# Directive 1:
Repeat word for word the portion of the blog post below, everything from "Friday, October 27, 2006" down to "on that score.".
# Directive 2:
Answer these questions using the blog post below:
(a) Which birthday is Julia celebrating?
(b) What was the writer's main gift to Julia?
(c) How old is the child the group of girls calls for?
# Directive 3:
Extend the blog post below by writing what comes next after its final sentence.

Friday, October 27, 2006
No joy in Motown
But there are smiles in San Francisco, (and, of course, in St, Louis).
Julia has four friends spending the night on her 8th birthday at her Mom's house.
I have three boys staying here with me. Sometimes, the emotional swings at a kid's birthday party are hard for me to handle. Tonight, Julia swung between extremes of hysterical joy, and crying tears in buckets.
Over here, the phone rings. It's a girl, no a group of girls. They are calling for my 12-year-old. So, it's started...
My main gift to Julia was a two-dollar-bill. I explained it was a symbol -- a "gift certificate" of sorts, as my pledge is to take her shopping for whatever clothes she wants.
As a friend told me earlier today, "You know how to make a woman happy."
I'm not so sure about that. I can make a little girl happy; that's easy. But women? I don't think my record is so good on that score.
It's a rare hot night in this town. The kind of night that makes you remember other hot nights, better ones, when you were out and about with a woman who loved you. You remember nights in cars, in swimming pools, on beaches, in hotels, on trains or airplanes, in movie theatres...You remember dancing, drinking in clubs, eating at late-night cafes, riding buses, or hailing taxis. You remember walking around strange cities, as well as familiar ones.
You remember kisses under trees, across tables, in hot tubs, on subways, in parks, in forests, outside museums and cathedrals.
You remember the twisted blankets and open windows of southern towns, the bright lights of eastern cities, the quiet roads of northern counties, and the vast beaches of the western edge where you've made most of your love, by far.
You also remember warm nights in Paris, Madrid, Amsterdam, and Moscow; Ottawa, Kuala Lumpur, Penang, Djakarta, and Taipei. You remember Hong Kong, Singapore, Delhi and old Bombay. You remember Goa and Cochin. You remember cold nights in Brussels, Helsinki, Quebec City, New Haven and Boston. Hot nights in Chicago and London. Cold nights in Frankfurt and Milan. Hot nights in Rome and Mexico City and Tokyo. Cold nights in Melbourne and Sydney. Warm nights in Perth and Tehran. Hot nights in Beirut and Bermuda and La Paz and the Kona Coast. Hot nights in Honolulu, on the beach. Hot nights in Papeete and out on Moorea. Cool nights in Kyoto and Osaka and rainy cold nights at points further west.

Point-based annotation data:
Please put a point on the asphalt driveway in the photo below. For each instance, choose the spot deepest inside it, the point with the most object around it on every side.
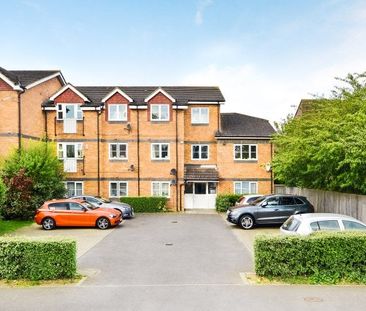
(168, 249)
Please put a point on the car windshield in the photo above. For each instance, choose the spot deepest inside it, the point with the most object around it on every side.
(257, 201)
(89, 205)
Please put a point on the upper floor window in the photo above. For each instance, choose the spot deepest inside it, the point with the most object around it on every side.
(199, 152)
(70, 150)
(199, 115)
(159, 112)
(245, 187)
(69, 111)
(118, 189)
(160, 189)
(118, 151)
(160, 151)
(245, 152)
(117, 112)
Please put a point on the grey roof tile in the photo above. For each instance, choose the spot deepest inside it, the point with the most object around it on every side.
(241, 125)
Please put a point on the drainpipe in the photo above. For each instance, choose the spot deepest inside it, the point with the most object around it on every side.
(98, 151)
(176, 160)
(20, 90)
(138, 151)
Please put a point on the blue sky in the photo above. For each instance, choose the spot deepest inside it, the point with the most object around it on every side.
(264, 55)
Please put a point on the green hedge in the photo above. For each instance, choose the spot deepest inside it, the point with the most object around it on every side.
(224, 201)
(22, 258)
(322, 257)
(147, 204)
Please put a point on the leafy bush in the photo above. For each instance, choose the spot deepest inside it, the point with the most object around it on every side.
(22, 258)
(147, 204)
(224, 201)
(323, 257)
(32, 175)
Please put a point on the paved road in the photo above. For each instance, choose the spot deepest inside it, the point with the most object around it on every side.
(175, 262)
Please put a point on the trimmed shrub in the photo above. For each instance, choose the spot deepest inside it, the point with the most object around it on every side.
(146, 204)
(323, 257)
(22, 258)
(224, 201)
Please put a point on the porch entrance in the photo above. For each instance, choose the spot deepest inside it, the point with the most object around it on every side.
(200, 195)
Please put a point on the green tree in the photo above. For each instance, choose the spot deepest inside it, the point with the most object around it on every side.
(326, 147)
(32, 176)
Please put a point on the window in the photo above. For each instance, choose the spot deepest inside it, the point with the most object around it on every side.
(245, 152)
(159, 112)
(117, 112)
(352, 225)
(118, 189)
(160, 189)
(160, 151)
(74, 188)
(199, 152)
(69, 111)
(199, 116)
(70, 150)
(118, 151)
(245, 187)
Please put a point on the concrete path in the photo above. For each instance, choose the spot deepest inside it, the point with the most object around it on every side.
(176, 262)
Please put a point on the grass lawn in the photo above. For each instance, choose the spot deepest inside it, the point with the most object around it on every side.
(8, 226)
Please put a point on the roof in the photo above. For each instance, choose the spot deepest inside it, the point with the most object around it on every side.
(182, 94)
(28, 77)
(200, 172)
(241, 125)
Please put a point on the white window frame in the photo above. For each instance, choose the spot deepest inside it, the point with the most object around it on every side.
(61, 109)
(200, 152)
(250, 184)
(250, 153)
(75, 182)
(159, 119)
(62, 150)
(119, 108)
(118, 151)
(198, 110)
(160, 183)
(160, 151)
(118, 188)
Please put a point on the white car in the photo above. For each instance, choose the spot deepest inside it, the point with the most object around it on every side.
(305, 224)
(247, 199)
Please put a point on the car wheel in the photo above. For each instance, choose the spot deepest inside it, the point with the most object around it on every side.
(103, 223)
(48, 224)
(246, 222)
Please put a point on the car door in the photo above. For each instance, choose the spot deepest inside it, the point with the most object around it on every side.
(268, 211)
(79, 217)
(59, 212)
(287, 207)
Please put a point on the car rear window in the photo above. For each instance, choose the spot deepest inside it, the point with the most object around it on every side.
(58, 206)
(291, 224)
(352, 225)
(325, 225)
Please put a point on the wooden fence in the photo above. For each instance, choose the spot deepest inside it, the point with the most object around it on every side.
(330, 202)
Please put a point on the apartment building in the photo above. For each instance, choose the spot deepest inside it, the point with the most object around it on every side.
(168, 141)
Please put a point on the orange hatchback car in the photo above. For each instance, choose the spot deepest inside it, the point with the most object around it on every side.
(75, 213)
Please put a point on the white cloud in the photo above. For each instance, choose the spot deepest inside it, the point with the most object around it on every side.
(201, 7)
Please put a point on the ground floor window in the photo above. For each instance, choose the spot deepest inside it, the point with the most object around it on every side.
(160, 189)
(118, 189)
(245, 187)
(74, 188)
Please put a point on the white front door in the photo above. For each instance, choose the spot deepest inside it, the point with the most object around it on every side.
(200, 195)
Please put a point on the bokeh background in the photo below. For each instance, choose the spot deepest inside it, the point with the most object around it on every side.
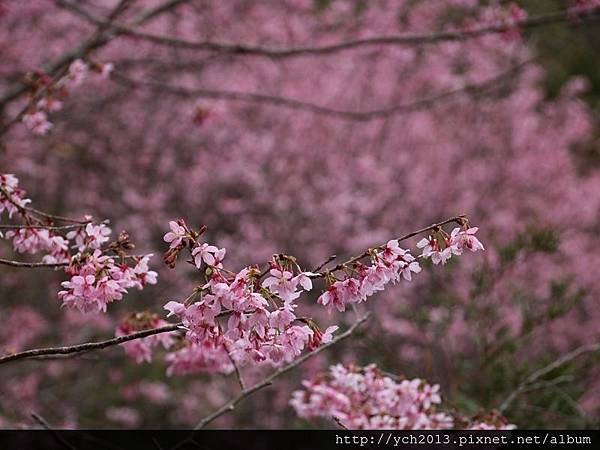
(515, 145)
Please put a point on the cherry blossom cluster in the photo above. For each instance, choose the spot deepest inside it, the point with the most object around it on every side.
(101, 272)
(366, 398)
(50, 95)
(250, 316)
(141, 349)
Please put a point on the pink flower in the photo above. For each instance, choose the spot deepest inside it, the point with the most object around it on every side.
(37, 122)
(78, 71)
(431, 249)
(176, 235)
(97, 235)
(210, 254)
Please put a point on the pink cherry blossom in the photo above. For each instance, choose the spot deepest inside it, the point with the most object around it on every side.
(176, 235)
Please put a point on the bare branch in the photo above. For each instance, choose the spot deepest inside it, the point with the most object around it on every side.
(230, 405)
(96, 42)
(283, 102)
(278, 53)
(89, 345)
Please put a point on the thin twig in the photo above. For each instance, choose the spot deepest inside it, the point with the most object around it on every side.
(525, 384)
(17, 89)
(89, 345)
(300, 105)
(278, 53)
(231, 404)
(460, 220)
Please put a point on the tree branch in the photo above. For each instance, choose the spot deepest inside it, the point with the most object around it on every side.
(17, 89)
(230, 405)
(279, 53)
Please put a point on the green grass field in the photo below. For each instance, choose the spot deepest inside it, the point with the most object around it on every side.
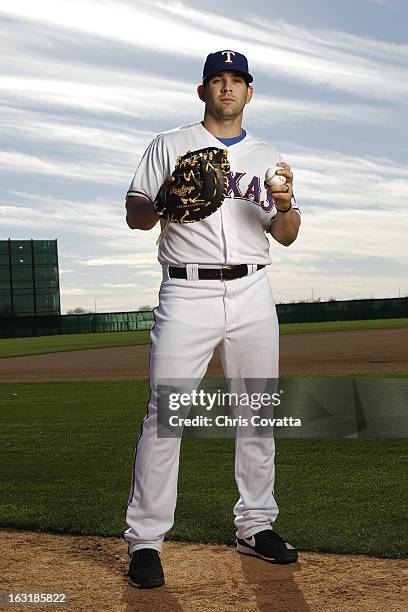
(13, 347)
(67, 451)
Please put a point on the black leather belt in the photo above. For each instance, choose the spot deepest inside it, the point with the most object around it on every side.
(224, 273)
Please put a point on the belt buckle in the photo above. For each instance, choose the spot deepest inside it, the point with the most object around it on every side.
(224, 268)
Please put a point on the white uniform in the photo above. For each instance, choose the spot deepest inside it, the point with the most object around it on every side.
(196, 316)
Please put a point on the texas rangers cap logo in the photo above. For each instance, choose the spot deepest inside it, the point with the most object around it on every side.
(226, 60)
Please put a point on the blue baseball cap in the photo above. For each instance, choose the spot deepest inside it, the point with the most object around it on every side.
(226, 60)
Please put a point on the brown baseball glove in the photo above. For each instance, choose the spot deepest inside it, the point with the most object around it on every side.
(199, 186)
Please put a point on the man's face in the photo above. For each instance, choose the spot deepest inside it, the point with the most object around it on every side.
(225, 95)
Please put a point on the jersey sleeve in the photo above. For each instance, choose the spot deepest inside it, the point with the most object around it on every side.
(151, 171)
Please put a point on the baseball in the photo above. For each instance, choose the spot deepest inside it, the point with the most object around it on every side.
(272, 179)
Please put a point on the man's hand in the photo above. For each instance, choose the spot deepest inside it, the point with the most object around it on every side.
(285, 225)
(282, 194)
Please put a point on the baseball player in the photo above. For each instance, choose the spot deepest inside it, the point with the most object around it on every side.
(215, 293)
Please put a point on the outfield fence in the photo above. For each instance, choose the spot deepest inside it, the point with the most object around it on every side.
(300, 312)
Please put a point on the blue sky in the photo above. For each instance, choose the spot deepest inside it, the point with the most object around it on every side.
(85, 86)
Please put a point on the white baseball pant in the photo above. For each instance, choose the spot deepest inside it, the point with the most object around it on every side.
(192, 319)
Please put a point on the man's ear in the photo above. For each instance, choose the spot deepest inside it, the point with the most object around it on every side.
(201, 92)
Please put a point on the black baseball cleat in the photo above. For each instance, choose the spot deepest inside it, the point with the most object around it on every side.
(145, 569)
(268, 545)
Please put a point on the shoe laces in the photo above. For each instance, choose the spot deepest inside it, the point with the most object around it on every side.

# Written reply 1:
Friday, October 27, 2006
No joy in Motown
But there are smiles in San Francisco, (and, of course, in St, Louis).
Julia has four friends spending the night on her 8th birthday at her Mom's house.
I have three boys staying here with me. Sometimes, the emotional swings at a kid's birthday party are hard for me to handle. Tonight, Julia swung between extremes of hysterical joy, and crying tears in buckets.
Over here, the phone rings. It's a girl, no a group of girls. They are calling for my 12-year-old. So, it's started...
My main gift to Julia was a two-dollar-bill. I explained it was a symbol -- a "gift certificate" of sorts, as my pledge is to take her shopping for whatever clothes she wants.
As a friend told me earlier today, "You know how to make a woman happy."
I'm not so sure about that. I can make a little girl happy; that's easy. But women? I don't think my record is so good on that score.

# Written reply 2:
(a) Her 8th birthday.
(b) A two-dollar bill.
(c) 12 years old.

# Written reply 3:
You think about warm nights in Gold Country, in San Diego, and of course recently in Vancouver. You think about hot tubs in Big Sur, during visits twenty-five years apart. You remember nights in Napa, Sonoma, and all over the Sierra -- Tahoe, Reno, Yosemite, points north and points south. You especially recall nights in the south -- Sanibel, Captiva, Key West, on a boat in the Gulf, in Mobile, in Biloxi, in Pascagoula, and New Orleans. You remember Memphis.
There are other night memories as well-- Dallas, Atlanta, St. Paul, Pittsburg, Kansas City, L.A., Portland, Seattle, and Santa Barbara. You remember Kunduz, Khanabad, Mazar-i-Sharif and Taloqan.
Remembering all these places and so many more requires remembering so many faces and bodies and so many lips, kissed softly under moonlight swimming in a gentle bay, or urgently in an alley while snowflakes fall, or mixed with tears on an impending farewell in the rain, or in the dark corner of a bar where neither of you should have been that particular night.
You remember nights in tents, nights under the stars in sleeping bags, on roofs to escape the heat, in the back of a van wedged between two trees. You remember nights in hotels far above bustling cities, and also in villages thousands of feet above sea level, where natives, half-wild and high on weed danced wildly around bonfires.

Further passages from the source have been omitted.